=== Exercise ===
Rewrite the rows below, starting with the first one and going on through the line containing "pixel 306 136", replacing "coordinate" with "location" and leaving everything else unchanged.
--- begin Material provided ---
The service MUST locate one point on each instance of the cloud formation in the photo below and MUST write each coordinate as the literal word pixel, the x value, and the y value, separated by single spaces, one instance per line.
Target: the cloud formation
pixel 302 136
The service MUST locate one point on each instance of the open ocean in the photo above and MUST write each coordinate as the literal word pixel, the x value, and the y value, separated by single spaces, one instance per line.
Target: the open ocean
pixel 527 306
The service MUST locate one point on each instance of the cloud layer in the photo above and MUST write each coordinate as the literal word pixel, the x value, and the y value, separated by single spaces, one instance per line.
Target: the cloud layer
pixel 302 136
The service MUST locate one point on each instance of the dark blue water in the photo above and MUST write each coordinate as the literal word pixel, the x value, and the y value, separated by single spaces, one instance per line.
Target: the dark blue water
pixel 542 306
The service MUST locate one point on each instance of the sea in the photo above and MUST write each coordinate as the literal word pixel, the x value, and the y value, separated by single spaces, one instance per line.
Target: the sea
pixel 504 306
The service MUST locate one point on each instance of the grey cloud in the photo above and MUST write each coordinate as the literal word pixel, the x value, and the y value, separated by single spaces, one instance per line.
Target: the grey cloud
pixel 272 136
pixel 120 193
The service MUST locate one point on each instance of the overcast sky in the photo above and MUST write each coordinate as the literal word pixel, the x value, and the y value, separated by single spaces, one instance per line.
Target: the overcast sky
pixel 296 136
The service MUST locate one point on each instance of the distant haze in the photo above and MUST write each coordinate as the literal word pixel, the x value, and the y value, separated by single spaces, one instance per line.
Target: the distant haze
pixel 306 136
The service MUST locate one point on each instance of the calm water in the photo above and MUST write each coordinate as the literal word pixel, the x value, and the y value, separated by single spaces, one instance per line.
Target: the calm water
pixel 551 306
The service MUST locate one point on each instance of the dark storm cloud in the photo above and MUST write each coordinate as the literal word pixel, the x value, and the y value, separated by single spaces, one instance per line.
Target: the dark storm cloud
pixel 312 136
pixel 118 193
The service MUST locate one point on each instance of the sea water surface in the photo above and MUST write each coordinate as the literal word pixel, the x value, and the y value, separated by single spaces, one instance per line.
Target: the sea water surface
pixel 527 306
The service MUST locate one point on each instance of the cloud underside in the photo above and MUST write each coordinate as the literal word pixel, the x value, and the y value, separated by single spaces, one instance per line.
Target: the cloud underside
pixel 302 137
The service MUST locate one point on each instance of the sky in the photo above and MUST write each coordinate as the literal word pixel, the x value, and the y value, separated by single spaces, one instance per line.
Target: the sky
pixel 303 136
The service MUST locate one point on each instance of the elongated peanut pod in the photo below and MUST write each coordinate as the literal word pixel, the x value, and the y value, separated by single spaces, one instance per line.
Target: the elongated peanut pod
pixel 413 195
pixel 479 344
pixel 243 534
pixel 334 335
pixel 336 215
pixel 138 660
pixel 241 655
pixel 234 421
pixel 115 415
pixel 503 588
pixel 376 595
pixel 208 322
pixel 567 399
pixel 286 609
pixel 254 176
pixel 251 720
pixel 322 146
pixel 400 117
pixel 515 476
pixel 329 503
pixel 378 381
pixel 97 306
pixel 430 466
--- end Material provided ---
=== The result ===
The service MUST locate one point on each instance of the cloud formation in the photo below and MUST write each location as the literal word pixel, the x value, and the y value, separated by single spaces, one instance per line.
Target: the cloud formation
pixel 302 136
The service MUST locate one point on each instance of the open ocean in the photo above and MUST write each location as the literal word pixel, the x value, and the y value, separated by single spaces, one instance per line.
Target: the open ocean
pixel 527 306
The service MUST locate one point on each instance of the cloud layer in the photo above and MUST write each location as the literal word pixel, the x value, and the y value, separated by single spaces, one instance per line.
Target: the cloud layer
pixel 302 136
The service MUST locate one point on each instance of the dark blue water in the photo above and MUST write each location as the literal word pixel, the x value, and the y value, separated by single spaces, one instance per line.
Target: the dark blue water
pixel 542 306
The service MUST locate one point on each instance of the sea in the photo above and MUST write each location as the literal word pixel, the x value, and the y value, separated by single spaces, one instance per line.
Target: the sea
pixel 504 306
The service MUST locate one point on each instance of the grey cloud in the photo above and MUST write each location as the literal word pixel, the x value, and the y value, separated by single spaces, one instance per line.
Target: the grey cloud
pixel 272 136
pixel 120 193
The service MUST locate one point on each instance of the overcast sky in the photo above and MUST write each location as the literal word pixel, the x value, and the y value, separated by single spaces, one instance per line.
Target: the overcast sky
pixel 296 136
The service MUST locate one point on each instance of the distant haze in the photo above and MUST write each location as the literal word pixel, the x value, and the y value, separated by single spaces, one instance per line.
Target: the distant haze
pixel 306 136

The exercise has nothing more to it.